Objective: Copy the data below word for word, reproducing every line exactly, but leave the pictures out of your answer.
• • • • • • •
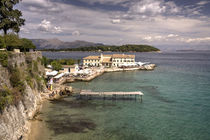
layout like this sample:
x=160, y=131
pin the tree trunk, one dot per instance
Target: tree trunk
x=5, y=31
• • • • • • •
Expected output:
layout like this sample:
x=160, y=131
pin the tree trunk, one dot per instance
Target: tree trunk
x=5, y=31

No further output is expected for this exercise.